**Input for this task:**
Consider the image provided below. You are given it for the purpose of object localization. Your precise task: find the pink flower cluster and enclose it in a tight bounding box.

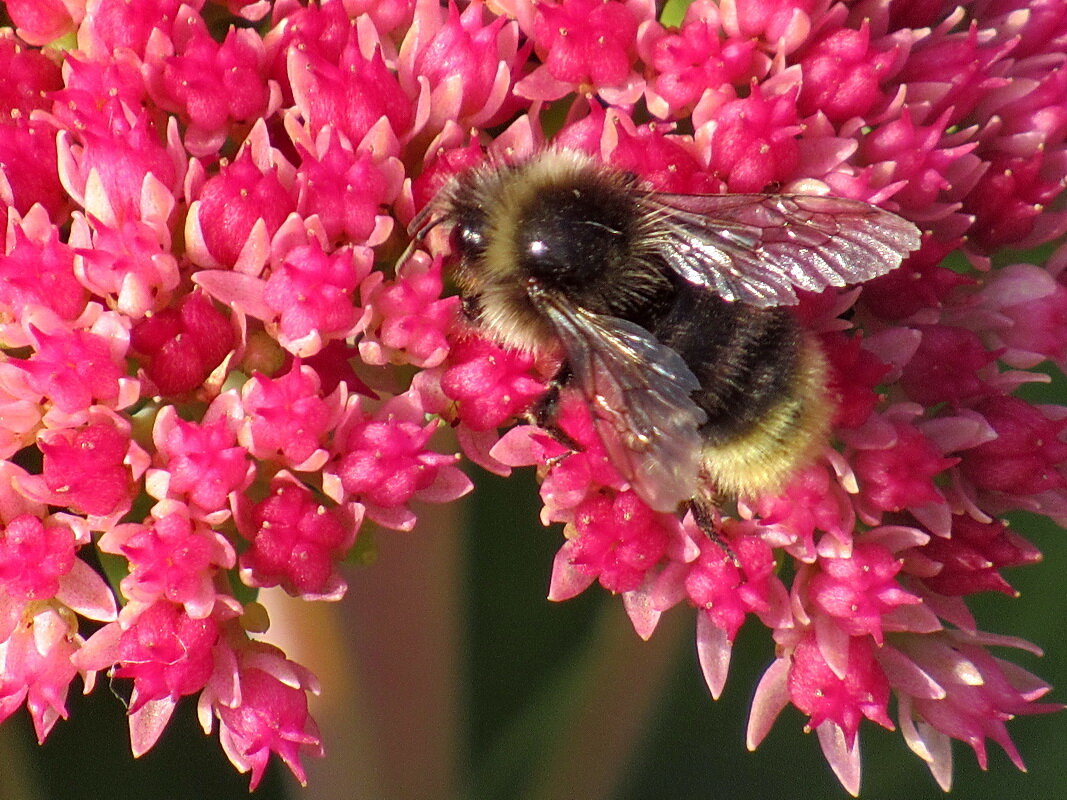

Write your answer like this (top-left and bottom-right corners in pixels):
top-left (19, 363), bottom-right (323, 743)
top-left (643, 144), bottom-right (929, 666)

top-left (0, 0), bottom-right (1067, 791)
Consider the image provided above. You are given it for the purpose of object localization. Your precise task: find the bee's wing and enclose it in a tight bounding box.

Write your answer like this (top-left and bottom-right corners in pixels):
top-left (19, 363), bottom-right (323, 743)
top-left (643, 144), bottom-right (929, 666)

top-left (648, 194), bottom-right (920, 307)
top-left (538, 295), bottom-right (706, 511)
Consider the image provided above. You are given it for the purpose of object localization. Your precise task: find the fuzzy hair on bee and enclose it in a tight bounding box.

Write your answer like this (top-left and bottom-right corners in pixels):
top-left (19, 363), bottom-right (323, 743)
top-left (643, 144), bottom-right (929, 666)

top-left (409, 149), bottom-right (920, 511)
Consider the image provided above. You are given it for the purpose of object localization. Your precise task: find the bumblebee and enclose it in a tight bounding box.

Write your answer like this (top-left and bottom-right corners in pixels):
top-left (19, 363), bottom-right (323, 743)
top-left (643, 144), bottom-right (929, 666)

top-left (409, 149), bottom-right (920, 511)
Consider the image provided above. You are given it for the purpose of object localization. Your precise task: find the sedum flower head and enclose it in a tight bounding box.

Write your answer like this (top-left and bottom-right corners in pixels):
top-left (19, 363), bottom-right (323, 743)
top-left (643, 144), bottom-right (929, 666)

top-left (0, 0), bottom-right (1067, 791)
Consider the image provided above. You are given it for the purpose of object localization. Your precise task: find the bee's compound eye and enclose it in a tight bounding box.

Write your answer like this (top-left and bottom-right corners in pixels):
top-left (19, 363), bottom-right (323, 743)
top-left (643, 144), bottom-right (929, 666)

top-left (452, 221), bottom-right (485, 257)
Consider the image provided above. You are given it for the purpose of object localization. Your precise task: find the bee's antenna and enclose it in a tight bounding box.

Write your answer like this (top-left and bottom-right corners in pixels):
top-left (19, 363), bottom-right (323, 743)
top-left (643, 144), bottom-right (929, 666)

top-left (689, 497), bottom-right (744, 570)
top-left (393, 201), bottom-right (447, 275)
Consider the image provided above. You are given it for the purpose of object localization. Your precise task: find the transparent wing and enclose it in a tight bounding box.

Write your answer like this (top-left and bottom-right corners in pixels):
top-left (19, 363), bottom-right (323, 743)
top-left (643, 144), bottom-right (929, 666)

top-left (537, 294), bottom-right (706, 512)
top-left (648, 194), bottom-right (920, 307)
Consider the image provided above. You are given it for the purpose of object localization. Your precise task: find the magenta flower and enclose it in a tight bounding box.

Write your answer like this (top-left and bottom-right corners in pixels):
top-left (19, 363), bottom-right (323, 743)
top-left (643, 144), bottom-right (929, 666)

top-left (0, 0), bottom-right (1067, 793)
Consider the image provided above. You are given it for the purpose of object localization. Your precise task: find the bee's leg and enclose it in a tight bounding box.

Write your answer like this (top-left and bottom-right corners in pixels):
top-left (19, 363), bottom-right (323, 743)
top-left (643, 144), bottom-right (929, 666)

top-left (689, 497), bottom-right (744, 570)
top-left (523, 364), bottom-right (583, 451)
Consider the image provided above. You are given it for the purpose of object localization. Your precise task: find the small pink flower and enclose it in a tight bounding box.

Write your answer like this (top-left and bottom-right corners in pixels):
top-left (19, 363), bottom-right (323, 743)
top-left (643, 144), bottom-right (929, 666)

top-left (441, 336), bottom-right (545, 431)
top-left (288, 33), bottom-right (414, 146)
top-left (850, 422), bottom-right (958, 511)
top-left (917, 515), bottom-right (1041, 596)
top-left (563, 492), bottom-right (678, 593)
top-left (216, 659), bottom-right (322, 789)
top-left (336, 397), bottom-right (471, 530)
top-left (797, 21), bottom-right (902, 124)
top-left (113, 601), bottom-right (219, 714)
top-left (959, 397), bottom-right (1067, 495)
top-left (397, 2), bottom-right (530, 129)
top-left (6, 0), bottom-right (85, 46)
top-left (789, 634), bottom-right (893, 747)
top-left (145, 6), bottom-right (277, 156)
top-left (807, 542), bottom-right (922, 645)
top-left (38, 421), bottom-right (132, 516)
top-left (685, 523), bottom-right (776, 641)
top-left (240, 481), bottom-right (356, 599)
top-left (638, 0), bottom-right (764, 117)
top-left (0, 606), bottom-right (84, 741)
top-left (100, 501), bottom-right (236, 620)
top-left (148, 406), bottom-right (254, 514)
top-left (130, 292), bottom-right (235, 395)
top-left (0, 514), bottom-right (75, 601)
top-left (822, 333), bottom-right (890, 428)
top-left (515, 0), bottom-right (651, 102)
top-left (239, 362), bottom-right (341, 470)
top-left (710, 84), bottom-right (800, 192)
top-left (264, 243), bottom-right (373, 354)
top-left (0, 226), bottom-right (89, 321)
top-left (297, 128), bottom-right (403, 245)
top-left (983, 263), bottom-right (1067, 368)
top-left (21, 329), bottom-right (125, 412)
top-left (189, 147), bottom-right (297, 267)
top-left (901, 325), bottom-right (998, 406)
top-left (360, 261), bottom-right (459, 367)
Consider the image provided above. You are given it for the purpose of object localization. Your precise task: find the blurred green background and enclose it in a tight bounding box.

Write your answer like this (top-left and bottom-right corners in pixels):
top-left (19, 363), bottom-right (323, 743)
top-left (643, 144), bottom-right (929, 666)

top-left (0, 456), bottom-right (1067, 800)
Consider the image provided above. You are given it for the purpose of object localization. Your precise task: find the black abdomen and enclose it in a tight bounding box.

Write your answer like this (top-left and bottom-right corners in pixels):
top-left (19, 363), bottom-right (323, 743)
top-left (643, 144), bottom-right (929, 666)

top-left (652, 282), bottom-right (800, 446)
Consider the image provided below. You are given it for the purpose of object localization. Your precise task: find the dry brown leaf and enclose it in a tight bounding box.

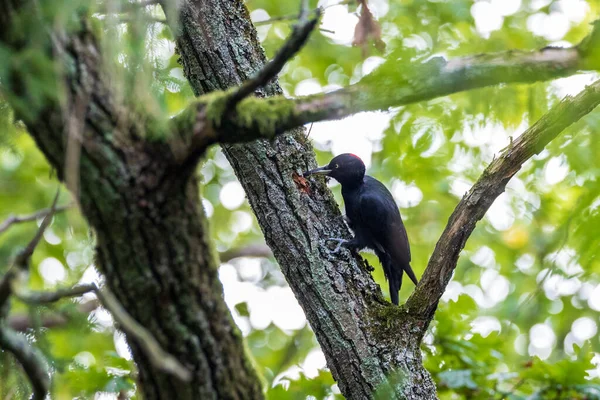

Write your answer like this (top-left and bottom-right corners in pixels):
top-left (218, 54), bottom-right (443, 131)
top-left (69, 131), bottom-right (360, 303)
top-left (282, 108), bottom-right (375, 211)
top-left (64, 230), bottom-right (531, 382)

top-left (352, 0), bottom-right (385, 58)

**Exercise brief:**
Count the lines in the data above that contain the word "wing", and reply with the number alone.

**Task output:**
2